= Trecho apresentado =
== == ==

Fotos: Bruno Concha/ Arquivo/ Secom PMS
Reportagem: Priscila Machado/ Secom PMS
Uma das características mais fortes da Lavagem de Itapuã é a participação maciça dos moradores do bairro, tanto na organização como na celebração, que também se destaca por ser uma das mais longas entre as demais festas religiosas e populares de Salvador. Este ano, a Festa de Itapuã, que costuma ser a última do calendário de festas populares da capital, antecedendo o Carnaval, será antecipada para a próxima quinta-feira (1º), na véspera da Festa de Iemanjá, que ocorrerá no dia seguinte no Rio Vermelho.
A celebração começa às 2h, antes mesmo de o dia clarear, com a saída do Bando Anunciador, uma orquestra de sopro que percorre as ruas de Itapuã, convidando os moradores. Logo, em seguida, às 5h, ocorre uma alvorada de fogos em pontos estratégicos do bairro e a Lavagem Nativa, lavagem das escadas e do pavimento de entrada da Paróquia Nossa Senhora da Conceição de Itapuã, na Praça Dorival Caymmi, bem em frente à orla. Neste momento, os integrantes do Bando Anunciador formam um samba de roda em frente à igreja, com a participação das Ganhadeiras de Itapuã, grupo de mulheres que preservam a história e a cultura do bairro e da cidade por meio das cantigas de roda.
Logo após a Lavagem Nativa, por volta das 7h, é servido o café da manhã, tradição iniciada por D. Niçu e seguida por seus familiares. Ás 6h30, também ocorre a corrida do feijão, na orla, com percurso até Piatã e retorno ao ponto de partida. Logo em seguida, ocorre o desfile das Mulheres que Incentivam, grupo formado por mulheres que fazem a caminhada, saindo de Piatã em direção à Itapuã. Ao meio-dia ocorre a lavagem das escadas da paróquia, desta vez realizada pelas baianas. E a festa se estende por toda a tarde e início da noite com o desfile de diversas entidades culturais.

== == ==

= Amostra de dados =
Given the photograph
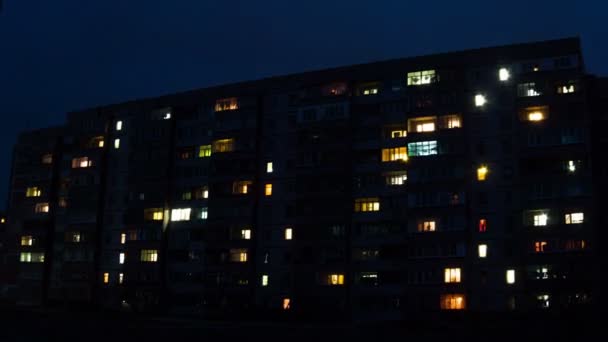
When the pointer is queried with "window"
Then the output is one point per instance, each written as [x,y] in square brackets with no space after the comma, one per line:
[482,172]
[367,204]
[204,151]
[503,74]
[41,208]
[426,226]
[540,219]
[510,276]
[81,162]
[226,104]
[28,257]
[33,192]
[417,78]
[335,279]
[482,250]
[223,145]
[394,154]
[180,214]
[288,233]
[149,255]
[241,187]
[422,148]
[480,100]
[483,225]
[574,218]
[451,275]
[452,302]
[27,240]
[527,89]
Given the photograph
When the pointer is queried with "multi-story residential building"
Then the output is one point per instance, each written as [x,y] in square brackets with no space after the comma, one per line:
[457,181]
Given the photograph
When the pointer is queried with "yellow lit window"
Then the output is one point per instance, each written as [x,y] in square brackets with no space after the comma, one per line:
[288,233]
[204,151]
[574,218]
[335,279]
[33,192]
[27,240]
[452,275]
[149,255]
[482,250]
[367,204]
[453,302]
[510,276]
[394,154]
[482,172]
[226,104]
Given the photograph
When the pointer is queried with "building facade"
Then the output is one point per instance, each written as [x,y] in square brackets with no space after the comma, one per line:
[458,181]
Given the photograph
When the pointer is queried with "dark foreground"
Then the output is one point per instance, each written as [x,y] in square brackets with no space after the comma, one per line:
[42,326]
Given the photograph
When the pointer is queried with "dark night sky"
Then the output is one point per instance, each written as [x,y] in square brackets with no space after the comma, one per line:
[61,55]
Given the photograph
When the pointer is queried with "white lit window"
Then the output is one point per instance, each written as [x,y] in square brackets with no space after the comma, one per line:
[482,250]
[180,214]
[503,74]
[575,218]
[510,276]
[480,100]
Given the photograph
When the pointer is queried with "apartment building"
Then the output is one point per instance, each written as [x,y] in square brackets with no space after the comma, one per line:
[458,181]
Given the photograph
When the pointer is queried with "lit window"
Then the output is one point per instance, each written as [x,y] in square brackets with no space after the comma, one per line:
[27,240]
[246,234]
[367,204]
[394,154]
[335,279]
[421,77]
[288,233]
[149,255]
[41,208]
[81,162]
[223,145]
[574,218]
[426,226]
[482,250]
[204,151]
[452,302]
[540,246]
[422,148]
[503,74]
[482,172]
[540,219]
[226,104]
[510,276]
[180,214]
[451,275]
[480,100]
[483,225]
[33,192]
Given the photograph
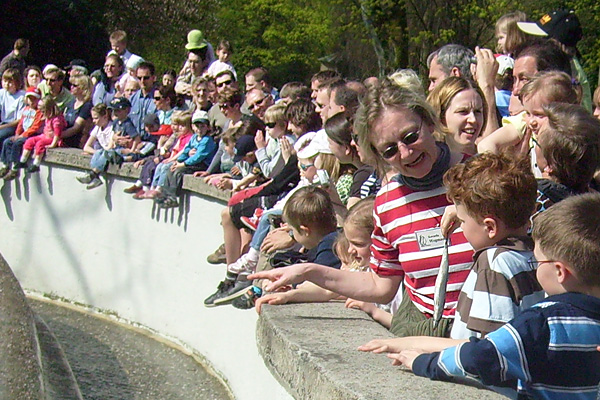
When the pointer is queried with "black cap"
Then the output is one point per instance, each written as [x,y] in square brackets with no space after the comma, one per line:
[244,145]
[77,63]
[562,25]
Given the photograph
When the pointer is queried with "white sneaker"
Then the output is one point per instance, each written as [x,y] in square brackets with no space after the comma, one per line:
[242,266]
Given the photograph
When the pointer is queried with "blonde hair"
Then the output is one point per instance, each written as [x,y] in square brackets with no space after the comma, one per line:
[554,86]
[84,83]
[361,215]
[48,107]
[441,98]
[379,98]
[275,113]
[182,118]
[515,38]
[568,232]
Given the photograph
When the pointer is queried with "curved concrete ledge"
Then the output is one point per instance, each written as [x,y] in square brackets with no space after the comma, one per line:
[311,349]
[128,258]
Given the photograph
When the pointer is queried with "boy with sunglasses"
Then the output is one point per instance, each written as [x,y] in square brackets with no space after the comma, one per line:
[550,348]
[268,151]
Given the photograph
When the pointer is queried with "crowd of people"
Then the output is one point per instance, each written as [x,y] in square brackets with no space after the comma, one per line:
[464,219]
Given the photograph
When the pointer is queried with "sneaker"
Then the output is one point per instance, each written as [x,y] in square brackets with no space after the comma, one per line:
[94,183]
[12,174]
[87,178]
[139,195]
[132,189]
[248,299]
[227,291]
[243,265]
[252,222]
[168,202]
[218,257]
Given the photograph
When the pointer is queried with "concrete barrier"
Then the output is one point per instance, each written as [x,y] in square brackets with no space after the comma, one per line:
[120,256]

== == ==

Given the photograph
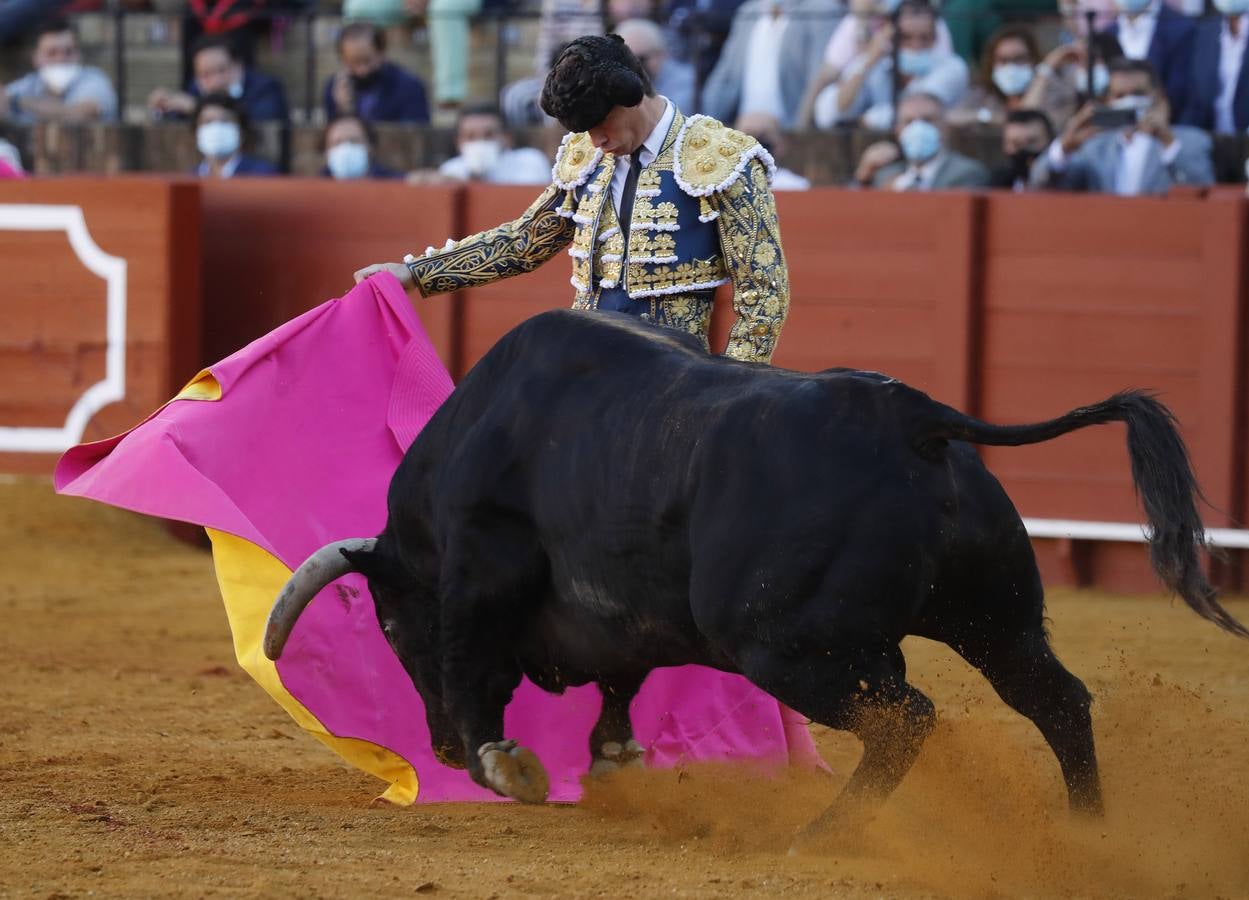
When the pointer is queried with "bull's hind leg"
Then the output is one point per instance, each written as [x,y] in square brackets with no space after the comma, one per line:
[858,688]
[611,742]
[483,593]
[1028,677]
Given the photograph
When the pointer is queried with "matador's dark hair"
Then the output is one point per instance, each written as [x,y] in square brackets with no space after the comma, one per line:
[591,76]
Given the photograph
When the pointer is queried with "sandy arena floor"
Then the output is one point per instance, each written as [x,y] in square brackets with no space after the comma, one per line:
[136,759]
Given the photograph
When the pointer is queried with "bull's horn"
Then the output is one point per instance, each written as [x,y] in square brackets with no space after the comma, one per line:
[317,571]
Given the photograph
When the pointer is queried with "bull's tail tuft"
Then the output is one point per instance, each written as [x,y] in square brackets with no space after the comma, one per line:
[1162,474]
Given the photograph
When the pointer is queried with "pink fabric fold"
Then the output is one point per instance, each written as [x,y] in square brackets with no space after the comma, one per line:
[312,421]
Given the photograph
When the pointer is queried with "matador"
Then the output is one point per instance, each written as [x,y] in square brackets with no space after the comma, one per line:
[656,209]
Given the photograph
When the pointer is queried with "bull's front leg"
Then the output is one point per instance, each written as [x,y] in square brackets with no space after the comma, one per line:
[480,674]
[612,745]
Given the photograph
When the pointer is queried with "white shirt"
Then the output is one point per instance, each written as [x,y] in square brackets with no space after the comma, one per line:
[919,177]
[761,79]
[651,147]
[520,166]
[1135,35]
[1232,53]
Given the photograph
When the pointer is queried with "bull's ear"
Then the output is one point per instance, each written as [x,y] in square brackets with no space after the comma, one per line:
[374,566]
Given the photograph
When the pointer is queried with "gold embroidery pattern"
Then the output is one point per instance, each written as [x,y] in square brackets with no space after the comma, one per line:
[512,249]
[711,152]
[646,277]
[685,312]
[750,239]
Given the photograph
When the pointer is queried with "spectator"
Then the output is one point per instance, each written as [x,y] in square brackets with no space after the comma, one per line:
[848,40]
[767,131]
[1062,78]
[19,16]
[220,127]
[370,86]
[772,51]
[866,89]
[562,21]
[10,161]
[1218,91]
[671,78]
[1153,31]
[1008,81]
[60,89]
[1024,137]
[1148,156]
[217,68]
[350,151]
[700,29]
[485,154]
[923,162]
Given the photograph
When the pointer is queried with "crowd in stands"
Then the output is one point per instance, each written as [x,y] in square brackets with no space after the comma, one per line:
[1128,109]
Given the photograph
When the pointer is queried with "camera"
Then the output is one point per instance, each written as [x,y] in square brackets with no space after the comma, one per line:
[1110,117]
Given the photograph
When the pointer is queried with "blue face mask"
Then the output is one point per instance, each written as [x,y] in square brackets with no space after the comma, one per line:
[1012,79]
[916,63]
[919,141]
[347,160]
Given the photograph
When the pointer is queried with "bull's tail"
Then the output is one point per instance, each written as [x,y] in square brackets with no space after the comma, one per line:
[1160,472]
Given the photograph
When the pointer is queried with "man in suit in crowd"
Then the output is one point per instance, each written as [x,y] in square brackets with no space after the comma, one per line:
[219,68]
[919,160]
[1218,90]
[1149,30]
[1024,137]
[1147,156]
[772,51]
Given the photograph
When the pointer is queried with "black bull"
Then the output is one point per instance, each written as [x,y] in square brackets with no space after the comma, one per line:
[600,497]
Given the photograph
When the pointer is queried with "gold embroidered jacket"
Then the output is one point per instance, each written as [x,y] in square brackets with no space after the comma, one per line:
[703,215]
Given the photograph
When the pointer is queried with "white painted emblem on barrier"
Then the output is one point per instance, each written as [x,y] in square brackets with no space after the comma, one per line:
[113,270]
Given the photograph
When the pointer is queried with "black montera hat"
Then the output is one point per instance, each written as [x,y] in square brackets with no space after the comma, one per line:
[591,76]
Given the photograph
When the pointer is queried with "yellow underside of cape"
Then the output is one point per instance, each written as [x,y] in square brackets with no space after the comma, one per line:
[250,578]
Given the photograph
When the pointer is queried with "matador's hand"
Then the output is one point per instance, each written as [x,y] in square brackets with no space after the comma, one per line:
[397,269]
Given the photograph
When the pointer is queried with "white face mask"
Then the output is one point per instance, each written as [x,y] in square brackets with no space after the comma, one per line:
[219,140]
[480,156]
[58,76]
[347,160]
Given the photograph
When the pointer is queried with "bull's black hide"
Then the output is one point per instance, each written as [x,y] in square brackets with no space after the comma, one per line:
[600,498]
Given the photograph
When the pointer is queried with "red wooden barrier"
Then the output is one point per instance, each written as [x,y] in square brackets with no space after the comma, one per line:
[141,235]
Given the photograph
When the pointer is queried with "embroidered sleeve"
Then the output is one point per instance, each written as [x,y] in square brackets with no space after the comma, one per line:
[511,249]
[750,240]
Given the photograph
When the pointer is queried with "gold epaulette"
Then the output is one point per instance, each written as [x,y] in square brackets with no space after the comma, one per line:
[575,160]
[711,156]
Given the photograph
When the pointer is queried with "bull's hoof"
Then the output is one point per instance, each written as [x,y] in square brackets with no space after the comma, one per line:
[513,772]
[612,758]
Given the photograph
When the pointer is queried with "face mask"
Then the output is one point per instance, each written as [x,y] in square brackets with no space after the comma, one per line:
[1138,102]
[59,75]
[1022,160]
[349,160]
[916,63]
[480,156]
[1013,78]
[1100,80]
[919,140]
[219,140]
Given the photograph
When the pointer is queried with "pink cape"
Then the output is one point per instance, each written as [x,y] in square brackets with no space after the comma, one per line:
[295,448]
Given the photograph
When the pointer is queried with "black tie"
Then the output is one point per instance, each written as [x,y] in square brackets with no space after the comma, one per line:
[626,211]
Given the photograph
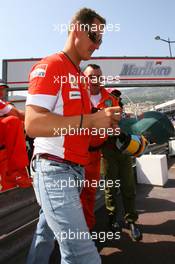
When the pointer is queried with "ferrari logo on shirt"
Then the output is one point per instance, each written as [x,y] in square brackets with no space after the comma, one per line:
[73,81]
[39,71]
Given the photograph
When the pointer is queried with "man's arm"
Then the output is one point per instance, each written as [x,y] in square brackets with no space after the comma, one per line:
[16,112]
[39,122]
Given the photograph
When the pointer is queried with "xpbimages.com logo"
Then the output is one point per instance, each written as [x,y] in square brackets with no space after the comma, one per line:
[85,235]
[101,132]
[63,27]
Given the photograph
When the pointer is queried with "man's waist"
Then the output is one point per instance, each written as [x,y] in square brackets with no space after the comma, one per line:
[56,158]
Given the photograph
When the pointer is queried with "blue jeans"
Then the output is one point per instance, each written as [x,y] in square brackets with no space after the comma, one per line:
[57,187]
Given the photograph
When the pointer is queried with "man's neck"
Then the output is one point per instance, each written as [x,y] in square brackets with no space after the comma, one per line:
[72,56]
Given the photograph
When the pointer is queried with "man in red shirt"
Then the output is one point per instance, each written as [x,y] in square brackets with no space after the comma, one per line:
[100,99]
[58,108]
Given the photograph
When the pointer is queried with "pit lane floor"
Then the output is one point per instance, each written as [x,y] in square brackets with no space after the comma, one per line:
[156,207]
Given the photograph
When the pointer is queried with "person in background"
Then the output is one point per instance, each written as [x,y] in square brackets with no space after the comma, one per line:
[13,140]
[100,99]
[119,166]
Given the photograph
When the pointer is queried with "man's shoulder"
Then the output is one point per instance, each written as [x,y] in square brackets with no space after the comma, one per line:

== == ==

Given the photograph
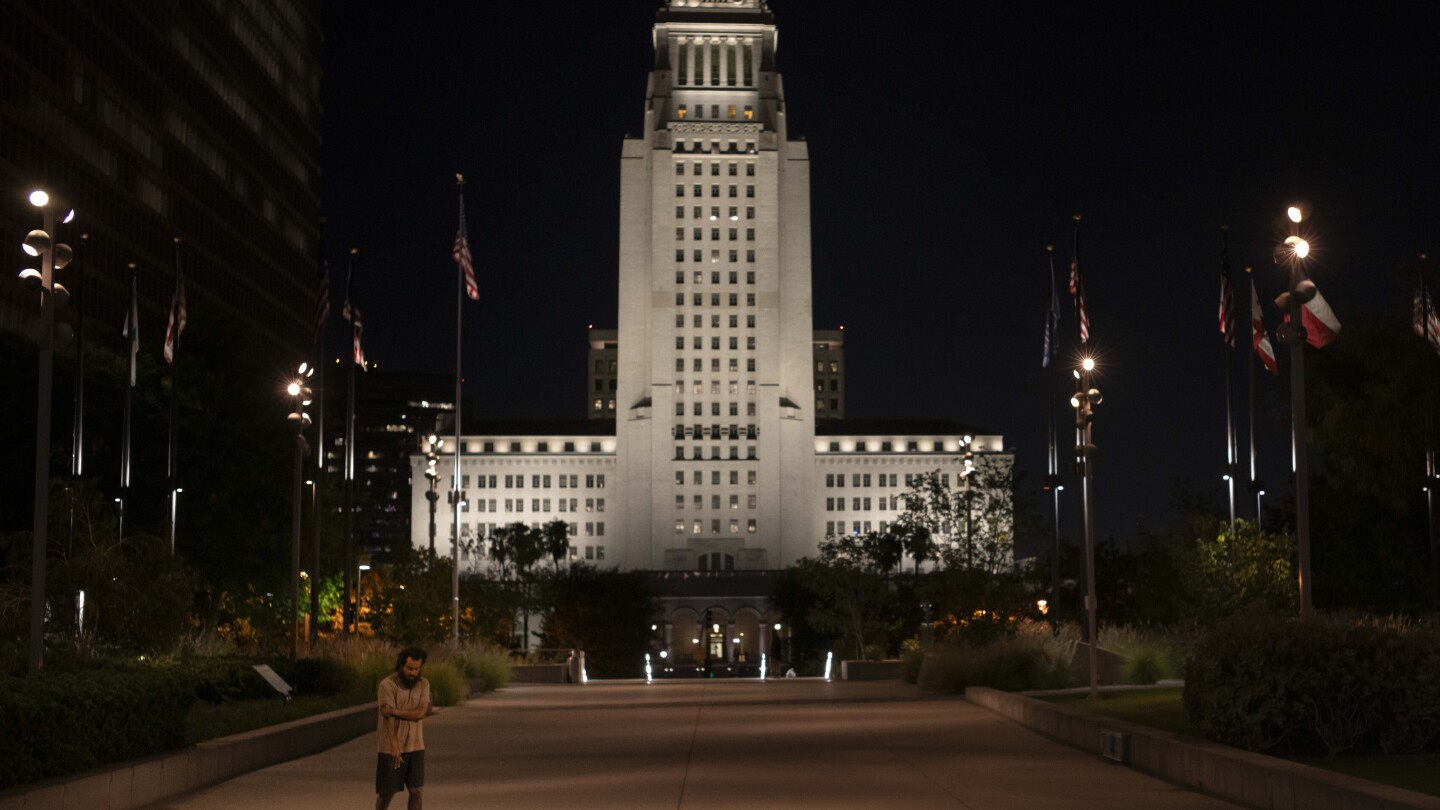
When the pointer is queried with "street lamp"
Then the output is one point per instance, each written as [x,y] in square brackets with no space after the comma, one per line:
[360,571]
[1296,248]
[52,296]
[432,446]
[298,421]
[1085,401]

== == ==

= Sua tarefa =
Transcreva, sem nenhuma alteração, tudo o que vai de "A celebração começa" até "cantigas de roda." no texto sobre a Lavagem de Itapuã.

= Resposta escrita =
A celebração começa às 2h, antes mesmo de o dia clarear, com a saída do Bando Anunciador, uma orquestra de sopro que percorre as ruas de Itapuã, convidando os moradores. Logo, em seguida, às 5h, ocorre uma alvorada de fogos em pontos estratégicos do bairro e a Lavagem Nativa, lavagem das escadas e do pavimento de entrada da Paróquia Nossa Senhora da Conceição de Itapuã, na Praça Dorival Caymmi, bem em frente à orla. Neste momento, os integrantes do Bando Anunciador formam um samba de roda em frente à igreja, com a participação das Ganhadeiras de Itapuã, grupo de mulheres que preservam a história e a cultura do bairro e da cidade por meio das cantigas de roda.